* **DOCUMENT SECTION**
┌──

When discussing the spirit world, by far the commonest otherworldy being associated with wells. Ghosts are also associated with springs. Sometimes they are saintly, such as St Osyth (Essex), but often if not a saint, they are female such as a pool in Chislehurst caves, Lady’s Well, Whittingham (Northumberland), Lady well, Ashdon (Essex), White Lady’s Spring, (Derbyshire) Peg of Nells Well , Waddow (Lancashire) Marian’s Well Uttoxeter (Staffordshire), Julian’s Well, Wellow (Somerset), Agnes’s Well Whitestaunton (Somerset), a Chalybeate spring in Cranbrook (Kent) and so the list goes on and is a suitable discussion point for a longer future post. All that can be said is that the female spirits outweigh the male ones and this must be significant. To end with, that staple of Hallowe’en, the witch, is sometimes associated with springs, especially in Wales. This associated perhaps reflects their ‘pagan origins’ or else there procurement post-Reformation, afterall it was thought that they stole sacred water from fonts, so it is freely flowing elsewhere why make the effort! The most famous of these being Somerset’s Witches Well (Pardlestone) this was said to have been avoided by locals until it a local wise man three salt over the well and removed their presence. So there was a rather brief and perhaps incomplete exploration of the unlikely combination between holy wells and the darker aspects. In a future post I will explore the associations with ghosts and in another on supposed evidence of pre-Christian gods and goddesses at wells.
Whilst in Australia I was able to visit two water related sites with associations with indigenous or Aboriginal folklore and legend. The most famous is the Babinda boulders and in particular the Devil’s Pool in North Queensland is known in Aboriginal legend as a cursed place and has features not dissimilar to that one would find in England. The curse according to local tribesmen is related to the story of a woman who ran away from an arranged marriage with a respected elder with a younger man. When she was captured and threw herself off and created the boulders, waterfall and pool. She waits for her lover and is said to cause people to drown, 17 people in all according to wikipedia.

└──

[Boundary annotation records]
┌──

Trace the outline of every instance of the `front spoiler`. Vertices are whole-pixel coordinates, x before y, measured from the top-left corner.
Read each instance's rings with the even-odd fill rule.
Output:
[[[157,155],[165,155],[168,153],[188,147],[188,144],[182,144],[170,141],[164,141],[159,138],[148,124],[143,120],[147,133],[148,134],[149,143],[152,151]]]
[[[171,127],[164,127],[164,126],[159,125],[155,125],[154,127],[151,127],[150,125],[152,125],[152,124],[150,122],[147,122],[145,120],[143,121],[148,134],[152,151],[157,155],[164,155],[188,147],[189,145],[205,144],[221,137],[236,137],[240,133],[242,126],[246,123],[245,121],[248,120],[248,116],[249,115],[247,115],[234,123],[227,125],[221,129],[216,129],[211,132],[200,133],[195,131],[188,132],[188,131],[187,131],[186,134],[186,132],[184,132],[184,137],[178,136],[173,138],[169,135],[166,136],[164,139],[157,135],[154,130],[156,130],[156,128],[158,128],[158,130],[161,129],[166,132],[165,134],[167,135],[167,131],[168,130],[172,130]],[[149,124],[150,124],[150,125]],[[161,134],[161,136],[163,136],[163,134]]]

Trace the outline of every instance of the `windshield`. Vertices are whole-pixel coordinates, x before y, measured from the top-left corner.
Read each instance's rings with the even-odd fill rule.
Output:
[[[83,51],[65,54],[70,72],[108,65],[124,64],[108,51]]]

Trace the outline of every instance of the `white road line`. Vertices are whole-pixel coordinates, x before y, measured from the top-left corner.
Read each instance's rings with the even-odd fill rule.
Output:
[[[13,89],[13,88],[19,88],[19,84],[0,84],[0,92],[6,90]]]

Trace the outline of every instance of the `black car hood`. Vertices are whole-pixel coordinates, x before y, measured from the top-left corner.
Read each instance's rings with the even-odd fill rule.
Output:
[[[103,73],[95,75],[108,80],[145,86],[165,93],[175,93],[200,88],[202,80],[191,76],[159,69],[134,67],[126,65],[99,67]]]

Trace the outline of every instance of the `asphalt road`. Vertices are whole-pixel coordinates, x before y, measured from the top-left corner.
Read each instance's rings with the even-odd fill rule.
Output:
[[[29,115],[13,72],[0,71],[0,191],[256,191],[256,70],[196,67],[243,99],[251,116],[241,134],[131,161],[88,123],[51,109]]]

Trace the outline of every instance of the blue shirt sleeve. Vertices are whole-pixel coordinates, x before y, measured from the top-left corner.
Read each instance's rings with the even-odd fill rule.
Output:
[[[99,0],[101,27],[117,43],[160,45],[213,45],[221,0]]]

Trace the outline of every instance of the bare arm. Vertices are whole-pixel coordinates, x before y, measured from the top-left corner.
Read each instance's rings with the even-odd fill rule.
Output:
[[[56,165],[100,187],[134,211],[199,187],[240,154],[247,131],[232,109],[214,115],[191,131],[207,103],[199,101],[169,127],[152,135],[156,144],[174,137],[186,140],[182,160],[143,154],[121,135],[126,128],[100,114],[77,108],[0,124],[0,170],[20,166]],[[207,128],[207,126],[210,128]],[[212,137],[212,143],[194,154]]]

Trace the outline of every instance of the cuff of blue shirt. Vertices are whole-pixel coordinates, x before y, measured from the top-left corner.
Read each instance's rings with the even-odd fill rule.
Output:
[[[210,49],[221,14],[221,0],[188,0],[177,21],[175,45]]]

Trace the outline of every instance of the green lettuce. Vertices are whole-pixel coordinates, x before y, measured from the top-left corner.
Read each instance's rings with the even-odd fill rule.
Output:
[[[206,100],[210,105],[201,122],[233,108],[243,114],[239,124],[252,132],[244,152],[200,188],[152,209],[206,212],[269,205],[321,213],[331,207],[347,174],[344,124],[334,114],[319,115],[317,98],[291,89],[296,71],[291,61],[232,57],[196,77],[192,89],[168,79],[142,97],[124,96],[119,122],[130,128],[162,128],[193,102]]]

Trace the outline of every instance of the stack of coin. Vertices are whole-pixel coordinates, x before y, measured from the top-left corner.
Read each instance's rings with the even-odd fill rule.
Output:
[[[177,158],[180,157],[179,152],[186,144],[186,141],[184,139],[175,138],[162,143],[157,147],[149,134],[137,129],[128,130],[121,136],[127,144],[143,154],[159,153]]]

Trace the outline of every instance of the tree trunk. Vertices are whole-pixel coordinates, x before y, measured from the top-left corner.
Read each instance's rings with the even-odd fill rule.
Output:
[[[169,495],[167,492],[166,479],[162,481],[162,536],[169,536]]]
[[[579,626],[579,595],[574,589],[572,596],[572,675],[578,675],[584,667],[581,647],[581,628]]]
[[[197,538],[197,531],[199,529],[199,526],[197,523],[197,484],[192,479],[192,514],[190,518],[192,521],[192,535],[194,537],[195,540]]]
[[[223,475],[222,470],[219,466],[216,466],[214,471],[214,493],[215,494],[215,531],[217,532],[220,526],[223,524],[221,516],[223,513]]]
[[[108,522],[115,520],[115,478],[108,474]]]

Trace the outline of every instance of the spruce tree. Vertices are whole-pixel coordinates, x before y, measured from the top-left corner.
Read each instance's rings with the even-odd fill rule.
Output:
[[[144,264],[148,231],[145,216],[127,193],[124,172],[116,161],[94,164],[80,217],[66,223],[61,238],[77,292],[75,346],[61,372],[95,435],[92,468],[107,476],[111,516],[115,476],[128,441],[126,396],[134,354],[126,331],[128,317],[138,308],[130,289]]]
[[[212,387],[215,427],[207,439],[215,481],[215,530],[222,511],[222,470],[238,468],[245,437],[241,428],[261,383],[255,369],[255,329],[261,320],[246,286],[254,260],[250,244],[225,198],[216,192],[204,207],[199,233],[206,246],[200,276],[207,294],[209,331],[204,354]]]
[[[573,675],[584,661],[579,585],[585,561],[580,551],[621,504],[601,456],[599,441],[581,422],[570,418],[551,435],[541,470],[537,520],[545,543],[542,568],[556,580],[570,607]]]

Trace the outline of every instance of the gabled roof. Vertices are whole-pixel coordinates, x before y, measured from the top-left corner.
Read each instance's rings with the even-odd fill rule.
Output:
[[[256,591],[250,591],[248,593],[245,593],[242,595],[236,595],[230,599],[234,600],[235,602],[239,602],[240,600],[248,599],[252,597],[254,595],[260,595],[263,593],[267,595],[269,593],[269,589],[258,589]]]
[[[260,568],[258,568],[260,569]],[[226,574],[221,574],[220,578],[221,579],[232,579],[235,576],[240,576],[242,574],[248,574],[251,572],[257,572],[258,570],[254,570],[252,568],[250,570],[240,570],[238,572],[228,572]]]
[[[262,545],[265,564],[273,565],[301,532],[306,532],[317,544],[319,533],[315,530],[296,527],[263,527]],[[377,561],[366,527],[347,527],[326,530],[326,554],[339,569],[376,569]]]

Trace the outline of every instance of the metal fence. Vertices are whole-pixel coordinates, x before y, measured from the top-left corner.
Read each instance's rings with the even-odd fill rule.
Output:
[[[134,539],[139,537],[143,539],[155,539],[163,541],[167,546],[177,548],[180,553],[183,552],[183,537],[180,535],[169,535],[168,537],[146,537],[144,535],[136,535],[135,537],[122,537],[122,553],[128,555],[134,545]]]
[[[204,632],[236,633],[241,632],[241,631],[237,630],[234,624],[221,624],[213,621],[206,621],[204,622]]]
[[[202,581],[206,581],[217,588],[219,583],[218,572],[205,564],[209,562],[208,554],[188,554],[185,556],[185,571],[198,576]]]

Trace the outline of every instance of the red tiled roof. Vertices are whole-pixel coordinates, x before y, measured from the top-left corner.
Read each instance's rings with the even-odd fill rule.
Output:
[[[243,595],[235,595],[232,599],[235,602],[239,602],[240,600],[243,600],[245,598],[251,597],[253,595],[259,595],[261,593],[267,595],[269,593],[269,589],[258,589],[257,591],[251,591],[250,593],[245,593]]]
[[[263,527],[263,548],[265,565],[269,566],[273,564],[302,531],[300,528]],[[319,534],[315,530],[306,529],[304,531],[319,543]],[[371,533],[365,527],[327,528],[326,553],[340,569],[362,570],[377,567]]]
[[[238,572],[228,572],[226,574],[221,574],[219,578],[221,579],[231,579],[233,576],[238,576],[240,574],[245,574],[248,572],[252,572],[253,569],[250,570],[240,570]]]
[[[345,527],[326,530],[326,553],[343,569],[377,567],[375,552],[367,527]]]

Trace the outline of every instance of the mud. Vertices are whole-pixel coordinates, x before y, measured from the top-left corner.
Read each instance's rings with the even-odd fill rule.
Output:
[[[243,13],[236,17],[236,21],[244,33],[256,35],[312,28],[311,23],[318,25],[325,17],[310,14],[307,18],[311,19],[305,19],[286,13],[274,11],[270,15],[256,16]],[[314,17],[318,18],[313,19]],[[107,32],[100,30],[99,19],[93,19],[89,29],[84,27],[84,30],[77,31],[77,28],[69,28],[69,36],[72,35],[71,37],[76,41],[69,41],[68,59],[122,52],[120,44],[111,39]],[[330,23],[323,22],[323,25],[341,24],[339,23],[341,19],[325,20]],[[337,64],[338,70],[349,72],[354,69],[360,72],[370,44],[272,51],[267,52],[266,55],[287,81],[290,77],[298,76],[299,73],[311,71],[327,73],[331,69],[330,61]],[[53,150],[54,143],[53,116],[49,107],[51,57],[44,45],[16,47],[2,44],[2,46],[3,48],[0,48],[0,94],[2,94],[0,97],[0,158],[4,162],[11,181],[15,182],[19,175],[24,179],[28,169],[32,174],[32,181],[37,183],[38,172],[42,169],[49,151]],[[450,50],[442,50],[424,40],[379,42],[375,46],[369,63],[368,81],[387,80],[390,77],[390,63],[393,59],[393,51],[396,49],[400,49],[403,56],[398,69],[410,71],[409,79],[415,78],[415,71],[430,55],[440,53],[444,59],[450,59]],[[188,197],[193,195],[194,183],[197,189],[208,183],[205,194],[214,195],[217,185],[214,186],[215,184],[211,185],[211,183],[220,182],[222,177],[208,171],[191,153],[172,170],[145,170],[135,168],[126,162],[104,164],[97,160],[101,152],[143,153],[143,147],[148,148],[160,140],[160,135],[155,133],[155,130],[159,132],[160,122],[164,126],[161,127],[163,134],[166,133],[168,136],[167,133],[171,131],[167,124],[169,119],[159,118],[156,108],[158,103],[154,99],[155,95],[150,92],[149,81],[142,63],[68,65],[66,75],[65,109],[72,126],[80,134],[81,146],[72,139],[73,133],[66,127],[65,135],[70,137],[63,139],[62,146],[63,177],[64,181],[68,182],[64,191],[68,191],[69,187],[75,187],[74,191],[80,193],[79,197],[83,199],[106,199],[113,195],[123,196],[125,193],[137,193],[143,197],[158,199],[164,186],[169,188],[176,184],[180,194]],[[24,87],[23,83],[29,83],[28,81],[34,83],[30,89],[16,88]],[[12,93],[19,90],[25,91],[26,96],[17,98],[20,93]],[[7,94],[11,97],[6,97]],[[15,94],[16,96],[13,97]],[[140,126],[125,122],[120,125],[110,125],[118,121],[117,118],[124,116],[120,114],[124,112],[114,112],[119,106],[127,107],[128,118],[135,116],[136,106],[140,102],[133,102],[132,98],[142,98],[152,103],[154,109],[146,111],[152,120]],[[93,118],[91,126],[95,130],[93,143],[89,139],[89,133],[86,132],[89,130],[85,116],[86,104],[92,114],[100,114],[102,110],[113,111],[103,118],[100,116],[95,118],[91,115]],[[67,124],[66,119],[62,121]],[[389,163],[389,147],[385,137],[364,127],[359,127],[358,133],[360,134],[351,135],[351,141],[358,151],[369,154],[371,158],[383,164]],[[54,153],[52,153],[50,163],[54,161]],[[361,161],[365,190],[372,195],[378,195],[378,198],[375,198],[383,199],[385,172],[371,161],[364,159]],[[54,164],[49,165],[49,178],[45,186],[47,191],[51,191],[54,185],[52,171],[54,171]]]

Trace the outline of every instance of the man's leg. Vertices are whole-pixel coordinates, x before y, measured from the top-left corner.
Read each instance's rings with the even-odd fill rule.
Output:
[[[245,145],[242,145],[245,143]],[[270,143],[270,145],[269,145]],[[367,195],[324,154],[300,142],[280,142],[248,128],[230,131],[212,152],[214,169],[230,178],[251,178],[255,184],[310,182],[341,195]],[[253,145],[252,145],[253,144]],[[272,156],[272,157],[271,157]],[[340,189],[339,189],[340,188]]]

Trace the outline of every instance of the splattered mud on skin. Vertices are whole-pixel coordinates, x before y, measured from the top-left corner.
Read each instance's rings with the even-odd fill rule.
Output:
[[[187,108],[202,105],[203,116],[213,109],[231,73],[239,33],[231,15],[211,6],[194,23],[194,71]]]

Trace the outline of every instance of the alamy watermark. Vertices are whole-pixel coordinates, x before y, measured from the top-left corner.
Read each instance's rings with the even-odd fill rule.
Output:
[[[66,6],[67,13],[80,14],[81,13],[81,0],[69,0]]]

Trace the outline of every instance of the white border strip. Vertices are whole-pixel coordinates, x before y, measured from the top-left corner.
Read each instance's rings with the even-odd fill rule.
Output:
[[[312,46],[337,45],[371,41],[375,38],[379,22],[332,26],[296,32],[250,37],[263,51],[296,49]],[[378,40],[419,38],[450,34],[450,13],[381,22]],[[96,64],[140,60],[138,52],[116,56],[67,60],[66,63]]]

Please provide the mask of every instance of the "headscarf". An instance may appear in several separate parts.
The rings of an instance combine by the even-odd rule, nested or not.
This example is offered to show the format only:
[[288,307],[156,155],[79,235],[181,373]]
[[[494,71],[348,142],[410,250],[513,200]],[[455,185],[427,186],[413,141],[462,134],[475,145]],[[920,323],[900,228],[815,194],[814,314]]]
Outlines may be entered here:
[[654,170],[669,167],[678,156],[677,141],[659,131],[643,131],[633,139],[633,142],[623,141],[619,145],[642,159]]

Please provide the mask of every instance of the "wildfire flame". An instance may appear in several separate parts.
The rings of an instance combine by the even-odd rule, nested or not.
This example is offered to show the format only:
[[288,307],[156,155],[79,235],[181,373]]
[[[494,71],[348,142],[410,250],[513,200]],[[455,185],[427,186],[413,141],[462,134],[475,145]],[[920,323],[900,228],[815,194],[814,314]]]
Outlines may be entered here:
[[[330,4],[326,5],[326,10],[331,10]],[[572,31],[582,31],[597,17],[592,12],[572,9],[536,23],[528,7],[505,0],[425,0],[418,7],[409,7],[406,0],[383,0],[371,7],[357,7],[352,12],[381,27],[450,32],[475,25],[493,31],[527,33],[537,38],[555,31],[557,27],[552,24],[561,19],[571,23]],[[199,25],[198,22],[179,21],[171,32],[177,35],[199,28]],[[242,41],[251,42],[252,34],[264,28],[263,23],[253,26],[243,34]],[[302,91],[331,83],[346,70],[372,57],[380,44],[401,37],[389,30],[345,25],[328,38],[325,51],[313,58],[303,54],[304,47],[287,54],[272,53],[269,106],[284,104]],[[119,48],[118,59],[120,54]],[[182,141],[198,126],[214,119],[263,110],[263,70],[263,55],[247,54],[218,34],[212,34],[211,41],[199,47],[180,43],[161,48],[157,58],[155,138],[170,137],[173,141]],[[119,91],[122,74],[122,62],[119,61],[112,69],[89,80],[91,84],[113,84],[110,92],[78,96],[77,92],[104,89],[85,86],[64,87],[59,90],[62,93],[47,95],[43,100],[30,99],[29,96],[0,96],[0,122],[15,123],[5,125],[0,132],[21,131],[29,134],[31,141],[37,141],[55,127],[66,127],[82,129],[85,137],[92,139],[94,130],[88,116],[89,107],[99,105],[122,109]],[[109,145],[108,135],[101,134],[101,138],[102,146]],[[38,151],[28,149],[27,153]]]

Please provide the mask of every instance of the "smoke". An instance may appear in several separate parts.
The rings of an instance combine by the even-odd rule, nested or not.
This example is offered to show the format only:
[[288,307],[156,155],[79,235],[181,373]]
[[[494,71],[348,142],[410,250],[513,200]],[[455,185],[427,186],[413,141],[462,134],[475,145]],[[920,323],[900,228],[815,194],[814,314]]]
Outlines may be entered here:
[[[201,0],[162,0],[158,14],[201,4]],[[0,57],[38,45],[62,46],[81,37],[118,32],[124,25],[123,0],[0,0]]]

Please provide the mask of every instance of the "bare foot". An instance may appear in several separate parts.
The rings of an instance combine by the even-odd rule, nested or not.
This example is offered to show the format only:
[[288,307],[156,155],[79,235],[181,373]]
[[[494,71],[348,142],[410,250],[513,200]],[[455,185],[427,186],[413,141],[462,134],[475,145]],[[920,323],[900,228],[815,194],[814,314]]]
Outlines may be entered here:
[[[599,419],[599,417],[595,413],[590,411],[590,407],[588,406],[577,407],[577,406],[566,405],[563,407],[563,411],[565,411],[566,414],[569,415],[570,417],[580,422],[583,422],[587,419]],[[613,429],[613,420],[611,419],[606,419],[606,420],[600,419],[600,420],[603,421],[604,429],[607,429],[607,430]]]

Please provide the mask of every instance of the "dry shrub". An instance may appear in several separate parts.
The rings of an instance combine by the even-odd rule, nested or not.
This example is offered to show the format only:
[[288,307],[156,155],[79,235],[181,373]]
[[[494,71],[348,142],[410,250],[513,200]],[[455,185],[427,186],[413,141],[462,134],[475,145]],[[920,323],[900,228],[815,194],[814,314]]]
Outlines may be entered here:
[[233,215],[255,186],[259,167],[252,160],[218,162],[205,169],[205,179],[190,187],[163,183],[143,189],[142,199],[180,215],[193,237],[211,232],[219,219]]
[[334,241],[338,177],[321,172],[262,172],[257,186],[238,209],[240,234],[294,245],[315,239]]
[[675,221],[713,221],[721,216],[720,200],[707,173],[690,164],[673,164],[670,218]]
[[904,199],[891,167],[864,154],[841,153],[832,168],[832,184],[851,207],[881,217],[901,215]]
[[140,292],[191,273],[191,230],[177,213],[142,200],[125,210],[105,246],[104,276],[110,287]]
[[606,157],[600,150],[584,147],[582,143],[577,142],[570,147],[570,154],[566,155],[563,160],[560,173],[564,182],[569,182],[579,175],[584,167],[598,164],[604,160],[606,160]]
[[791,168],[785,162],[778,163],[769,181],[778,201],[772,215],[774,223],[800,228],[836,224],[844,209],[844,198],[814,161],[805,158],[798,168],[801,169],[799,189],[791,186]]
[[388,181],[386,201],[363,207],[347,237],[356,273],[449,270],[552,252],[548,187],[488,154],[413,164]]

└──

* **WORK TO DO**
a. From the post about holy wells and folklore, echo the passage starting at "Whilst in Australia" and ending at "according to wikipedia.".
b. In the post about holy wells and folklore, how many people is the woman at the Devil's Pool said to have caused to drown?

* **OUTPUTS**
a.
Whilst in Australia I was able to visit two water related sites with associations with indigenous or Aboriginal folklore and legend. The most famous is the Babinda boulders and in particular the Devil’s Pool in North Queensland is known in Aboriginal legend as a cursed place and has features not dissimilar to that one would find in England. The curse according to local tribesmen is related to the story of a woman who ran away from an arranged marriage with a respected elder with a younger man. When she was captured and threw herself off and created the boulders, waterfall and pool. She waits for her lover and is said to cause people to drown, 17 people in all according to wikipedia.

b. Seventeen people, according to Wikipedia.